— begin Supplied data —
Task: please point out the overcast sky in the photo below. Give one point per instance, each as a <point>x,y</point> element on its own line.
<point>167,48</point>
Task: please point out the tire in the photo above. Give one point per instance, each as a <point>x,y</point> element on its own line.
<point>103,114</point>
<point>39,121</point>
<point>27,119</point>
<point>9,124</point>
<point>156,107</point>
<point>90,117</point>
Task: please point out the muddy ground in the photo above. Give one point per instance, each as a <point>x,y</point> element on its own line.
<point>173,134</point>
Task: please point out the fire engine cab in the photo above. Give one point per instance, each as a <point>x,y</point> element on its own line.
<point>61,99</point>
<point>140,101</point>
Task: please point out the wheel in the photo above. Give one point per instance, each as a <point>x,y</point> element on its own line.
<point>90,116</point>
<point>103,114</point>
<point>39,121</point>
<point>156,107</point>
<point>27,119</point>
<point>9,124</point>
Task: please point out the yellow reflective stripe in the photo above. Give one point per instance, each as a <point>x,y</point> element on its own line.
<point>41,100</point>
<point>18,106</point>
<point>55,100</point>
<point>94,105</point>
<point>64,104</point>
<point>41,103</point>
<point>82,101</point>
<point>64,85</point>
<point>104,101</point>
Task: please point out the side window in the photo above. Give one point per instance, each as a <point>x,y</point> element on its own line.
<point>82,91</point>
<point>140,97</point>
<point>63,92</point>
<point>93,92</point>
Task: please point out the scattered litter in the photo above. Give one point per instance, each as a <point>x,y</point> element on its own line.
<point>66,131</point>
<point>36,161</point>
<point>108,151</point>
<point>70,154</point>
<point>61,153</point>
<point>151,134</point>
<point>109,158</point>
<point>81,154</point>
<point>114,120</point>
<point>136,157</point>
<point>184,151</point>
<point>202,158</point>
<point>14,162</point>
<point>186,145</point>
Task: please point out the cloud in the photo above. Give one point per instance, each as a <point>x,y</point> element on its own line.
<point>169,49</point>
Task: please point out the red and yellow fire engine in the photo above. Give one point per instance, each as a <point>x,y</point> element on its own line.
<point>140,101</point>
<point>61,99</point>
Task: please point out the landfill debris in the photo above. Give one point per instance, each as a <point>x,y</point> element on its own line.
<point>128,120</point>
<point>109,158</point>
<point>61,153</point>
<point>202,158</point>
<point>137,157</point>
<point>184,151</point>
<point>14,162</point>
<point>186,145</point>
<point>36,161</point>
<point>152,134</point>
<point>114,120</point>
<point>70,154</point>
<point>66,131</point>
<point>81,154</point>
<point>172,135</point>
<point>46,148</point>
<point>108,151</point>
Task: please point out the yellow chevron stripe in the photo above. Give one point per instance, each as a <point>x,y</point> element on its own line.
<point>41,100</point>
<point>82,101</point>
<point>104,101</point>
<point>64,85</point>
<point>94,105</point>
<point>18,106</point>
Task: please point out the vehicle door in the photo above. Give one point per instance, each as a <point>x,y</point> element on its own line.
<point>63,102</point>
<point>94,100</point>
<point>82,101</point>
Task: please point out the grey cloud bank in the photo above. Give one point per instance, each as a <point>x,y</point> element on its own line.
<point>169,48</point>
— end Supplied data —
Task to complete - Please format all the items above as a numbered list, leaving out any blank lines.

Solved problem -
1. Task: please point out the overcast sky in the photo below. Give one point per instance, each as a <point>x,y</point> element on its own line.
2. <point>167,48</point>
3. Task: please point out the tire in the photo above. Give one point per instance, each as a <point>x,y</point> element on its own line.
4. <point>103,114</point>
5. <point>39,121</point>
6. <point>27,119</point>
7. <point>9,124</point>
8. <point>156,107</point>
9. <point>90,117</point>
10. Task: please point out the muddy ground in the photo above. Give one point per instance, each as a <point>x,y</point> element on its own line.
11. <point>173,134</point>
12. Task: please point out the fire engine cab in the photo above. Give one point per instance, each as a <point>x,y</point> element on its own line.
13. <point>61,99</point>
14. <point>140,101</point>
15. Task: please point out the wheel in the photo above. Give one point per instance, each as a <point>x,y</point> element on its own line.
16. <point>90,116</point>
17. <point>103,114</point>
18. <point>39,121</point>
19. <point>156,107</point>
20. <point>27,119</point>
21. <point>9,124</point>
22. Task: please point out the yellow reflective stripe in the photo above. Give one point per instance, each as a <point>x,y</point> element on its own line.
23. <point>41,100</point>
24. <point>18,106</point>
25. <point>55,100</point>
26. <point>94,105</point>
27. <point>64,104</point>
28. <point>41,103</point>
29. <point>82,101</point>
30. <point>64,85</point>
31. <point>104,101</point>
32. Task: please point out the side window in the photo above. Give one point per instance, each as a <point>x,y</point> element on its own line.
33. <point>82,91</point>
34. <point>140,97</point>
35. <point>63,92</point>
36. <point>93,92</point>
37. Task: please point out the scattered litter in the photo above. Give one point per instance, each as a <point>x,y</point> element on its own line.
38. <point>66,131</point>
39. <point>36,161</point>
40. <point>108,151</point>
41. <point>70,154</point>
42. <point>61,153</point>
43. <point>151,134</point>
44. <point>109,158</point>
45. <point>81,154</point>
46. <point>114,120</point>
47. <point>136,157</point>
48. <point>184,151</point>
49. <point>202,158</point>
50. <point>14,162</point>
51. <point>186,145</point>
52. Task: please point out the cloud in the photo above. Give one point per instance, each as a <point>x,y</point> element on its own line.
53. <point>169,49</point>
54. Task: please point out the red and yellow fire engine in the photo above. Give one point per instance, each as a <point>x,y</point> element on its own line.
55. <point>140,101</point>
56. <point>61,99</point>
57. Task: please point out the landfill debris in the photo above. Give one point per instance, each as a <point>x,y</point> element on its own line.
58. <point>128,120</point>
59. <point>109,158</point>
60. <point>61,153</point>
61. <point>202,158</point>
62. <point>137,157</point>
63. <point>184,151</point>
64. <point>14,162</point>
65. <point>186,145</point>
66. <point>36,161</point>
67. <point>152,134</point>
68. <point>114,120</point>
69. <point>70,154</point>
70. <point>66,131</point>
71. <point>81,154</point>
72. <point>172,135</point>
73. <point>46,148</point>
74. <point>108,151</point>
75. Task: please point out the yellow chevron stripe in the photo above. Give one point per instance, each as a <point>x,y</point> element on its own line.
76. <point>41,100</point>
77. <point>82,101</point>
78. <point>104,101</point>
79. <point>64,85</point>
80. <point>94,105</point>
81. <point>18,106</point>
82. Task: please point out the vehicle door in the photo above. Give one point per instance, each as a <point>x,y</point> element on its own line.
83. <point>63,102</point>
84. <point>94,100</point>
85. <point>82,101</point>
86. Task: please point out the grey cloud bank in the photo above. Give one point per instance, each as a <point>x,y</point> element on its own line.
87. <point>169,48</point>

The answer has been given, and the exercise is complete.